РАЗДЕЛ ТЕКСТА:
◇ ◇ ◇ ◇ ◇
Во время разбора стихотворений участниками жюри немного напряглась, услышав упреки авторам, злоупотребляющим "красивостями." Однако это не относилось ко мне. Здесь за строками есть золотой запас опыта, смысла, содержания. Но я поняла, о каких авторах, "спекулирующих красотой", они говорили.

Мне часто приходится слышать, что, поскольку поэзия сейчас не востребована, надо писать прозу, лучше всего — роман. А уж там можно как-то "прикрепить" и стихи. В нагрузку, так сказать. Однако, если внимательно вчитаться, можно легко обнаружить, что проза, в отличие от поэзии, сейчас переживает повсеместный упадок. Поэтому сделаю смелое утверждение: возможно, будущее как раз за поэзией. Причем за поэзией лаконичной, простой в своей сложности (или наоборот, сложной в своей простоте), как иероглиф.
◇ ◇ ◇ ◇ ◇
ЧТО СДЕЛАТЬ:
(A) Переведите на английский язык предложение из текста о поэзии: «Поэтому сделаю смелое утверждение: возможно, будущее как раз за поэзией».
(B) Что, согласно тексту о поэзии, сейчас переживает повсеместный упадок?

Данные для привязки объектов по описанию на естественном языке
◇ ◇ ◇ ◇ ◇
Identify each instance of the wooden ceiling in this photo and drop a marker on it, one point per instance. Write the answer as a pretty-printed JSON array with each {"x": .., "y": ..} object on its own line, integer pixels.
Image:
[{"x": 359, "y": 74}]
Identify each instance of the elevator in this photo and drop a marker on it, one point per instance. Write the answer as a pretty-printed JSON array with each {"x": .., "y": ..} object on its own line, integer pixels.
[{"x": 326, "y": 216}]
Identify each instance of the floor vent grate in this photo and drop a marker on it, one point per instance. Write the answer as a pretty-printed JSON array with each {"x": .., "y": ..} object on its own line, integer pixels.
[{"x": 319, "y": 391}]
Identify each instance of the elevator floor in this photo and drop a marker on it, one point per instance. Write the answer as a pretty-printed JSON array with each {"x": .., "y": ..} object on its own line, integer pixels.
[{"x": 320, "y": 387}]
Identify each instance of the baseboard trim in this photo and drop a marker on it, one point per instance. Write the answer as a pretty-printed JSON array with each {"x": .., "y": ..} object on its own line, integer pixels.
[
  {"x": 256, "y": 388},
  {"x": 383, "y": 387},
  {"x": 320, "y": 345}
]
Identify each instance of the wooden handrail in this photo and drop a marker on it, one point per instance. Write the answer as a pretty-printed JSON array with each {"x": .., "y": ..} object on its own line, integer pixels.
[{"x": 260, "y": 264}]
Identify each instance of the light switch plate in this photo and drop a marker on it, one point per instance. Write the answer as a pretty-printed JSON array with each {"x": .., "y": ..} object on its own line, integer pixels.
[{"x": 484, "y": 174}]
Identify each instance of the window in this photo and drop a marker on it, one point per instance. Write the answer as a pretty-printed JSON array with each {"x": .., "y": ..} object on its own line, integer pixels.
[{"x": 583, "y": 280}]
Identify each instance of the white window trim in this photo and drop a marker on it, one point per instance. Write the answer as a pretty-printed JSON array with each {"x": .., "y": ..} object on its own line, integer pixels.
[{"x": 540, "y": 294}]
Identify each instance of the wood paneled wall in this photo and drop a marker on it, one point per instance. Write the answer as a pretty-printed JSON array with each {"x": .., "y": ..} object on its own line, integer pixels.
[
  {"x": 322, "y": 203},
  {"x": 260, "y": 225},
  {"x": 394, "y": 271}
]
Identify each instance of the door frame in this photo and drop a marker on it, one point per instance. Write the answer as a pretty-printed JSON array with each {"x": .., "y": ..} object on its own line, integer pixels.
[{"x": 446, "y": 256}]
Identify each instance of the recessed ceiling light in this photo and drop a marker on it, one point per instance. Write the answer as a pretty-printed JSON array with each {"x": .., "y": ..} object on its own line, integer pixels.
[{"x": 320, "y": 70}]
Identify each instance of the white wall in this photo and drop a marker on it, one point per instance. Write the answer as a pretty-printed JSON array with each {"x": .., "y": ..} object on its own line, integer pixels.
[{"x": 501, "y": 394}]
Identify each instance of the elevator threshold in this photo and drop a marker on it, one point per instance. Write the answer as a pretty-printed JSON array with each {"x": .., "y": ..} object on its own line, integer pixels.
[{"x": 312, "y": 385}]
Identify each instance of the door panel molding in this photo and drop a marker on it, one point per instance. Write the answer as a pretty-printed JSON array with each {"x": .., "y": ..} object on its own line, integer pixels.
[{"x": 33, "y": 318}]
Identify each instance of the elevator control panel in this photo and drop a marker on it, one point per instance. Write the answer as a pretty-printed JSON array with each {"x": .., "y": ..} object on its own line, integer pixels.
◇ ◇ ◇ ◇ ◇
РЕШЕНИЯ ЗАДАЧ:
(A) So I will make a bold claim: perhaps the future belongs precisely to poetry.

(B) Проза.